Render all the records below as a numbered list, omitting any blank lines and leaving out the pictures.
━━━━━ Input for this task ━━━━━
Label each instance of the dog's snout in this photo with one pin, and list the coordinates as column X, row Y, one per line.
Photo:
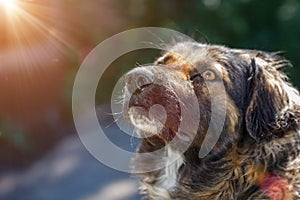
column 138, row 79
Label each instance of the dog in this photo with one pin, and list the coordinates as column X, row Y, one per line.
column 256, row 153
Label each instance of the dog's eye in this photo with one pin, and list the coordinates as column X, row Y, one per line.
column 208, row 75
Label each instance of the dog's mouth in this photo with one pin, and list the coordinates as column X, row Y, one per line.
column 155, row 112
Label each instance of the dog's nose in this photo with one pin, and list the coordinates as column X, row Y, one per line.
column 138, row 79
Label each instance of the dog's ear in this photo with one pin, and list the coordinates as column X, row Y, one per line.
column 266, row 95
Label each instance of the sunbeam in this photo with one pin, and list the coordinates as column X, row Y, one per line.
column 27, row 26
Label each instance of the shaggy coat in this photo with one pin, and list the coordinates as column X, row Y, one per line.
column 257, row 152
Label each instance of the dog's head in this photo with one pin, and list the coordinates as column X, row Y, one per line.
column 191, row 81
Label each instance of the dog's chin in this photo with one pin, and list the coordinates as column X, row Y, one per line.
column 146, row 124
column 149, row 124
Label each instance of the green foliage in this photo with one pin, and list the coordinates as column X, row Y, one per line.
column 270, row 25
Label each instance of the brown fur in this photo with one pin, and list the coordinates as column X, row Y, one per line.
column 260, row 139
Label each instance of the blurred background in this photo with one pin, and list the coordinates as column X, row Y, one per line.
column 42, row 45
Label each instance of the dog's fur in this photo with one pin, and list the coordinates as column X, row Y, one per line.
column 257, row 153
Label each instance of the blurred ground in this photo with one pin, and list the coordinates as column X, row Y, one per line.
column 69, row 172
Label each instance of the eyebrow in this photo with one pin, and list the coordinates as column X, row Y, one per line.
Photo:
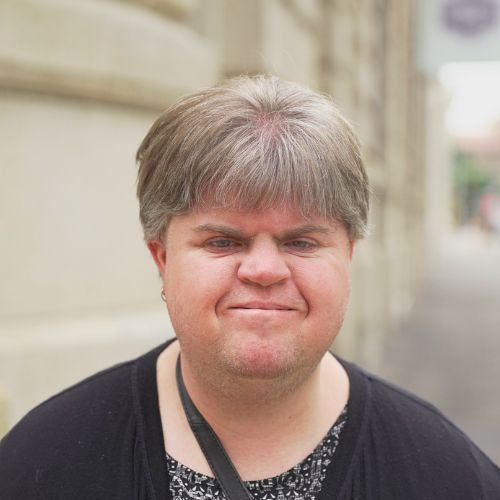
━━━━━
Answer to the problem:
1. Label each instance of the dog's snout in this photo with one pin, and list the coordinates as column X, row Y, one per line.
2. Photo:
3. column 138, row 79
4. Label each instance of the dog in this photo with one pin, and list the coordinates as column X, row Y, one per line.
5. column 256, row 153
6. Label each instance of the dog's eye in this photo with one pin, and list the coordinates as column X, row Y, one per line.
7. column 208, row 75
8. Label each instance of the dog's mouth in this photo with one pin, and list the coordinates as column X, row Y, one per line.
9. column 155, row 112
10. Label each instance of the dog's nose in this photo with one pin, and list the coordinates as column X, row Y, one per line.
11. column 138, row 79
12. Label each instance of the dog's ear in this photo with one pin, and list the coordinates as column X, row Y, one per line.
13. column 266, row 95
14. Label each instance of the sunbeam in this photo with one pin, and list the coordinates as column X, row Y, one per line.
15. column 27, row 26
16. Label each instance of the shaggy coat in this photo with one pin, and list the coordinates as column X, row Y, one per line.
17. column 257, row 152
18. Label each instance of the dog's head in this photo with one pin, and list the coordinates as column X, row Y, one per line.
19. column 191, row 81
20. Label each instance of the dog's chin in this photo with one pin, and list the coordinates as column X, row Y, one per line.
21. column 146, row 124
22. column 149, row 124
23. Label each instance of the green foliage in this photo with one pin, and list the coordinates as column X, row Y, one per line.
24. column 270, row 25
25. Label each instance of the brown fur in this photo with one pin, and list the coordinates as column X, row Y, one per line.
26. column 260, row 139
27. Label each instance of the blurred background in this photo with one pin, and list the coordinates as column X, row Y, one per line.
28. column 42, row 45
29. Label each instance of the dog's fur in this photo with one pin, and list the coordinates as column X, row Y, one per line.
30. column 257, row 153
31. Label each instance of the blurred ground in this photo with one pin, and list the coordinates as column X, row Y, one per line.
32. column 69, row 172
33. Label each instance of the eyebrow in this photo with one pin, and list the coordinates as column X, row Y, one per line.
34. Photo:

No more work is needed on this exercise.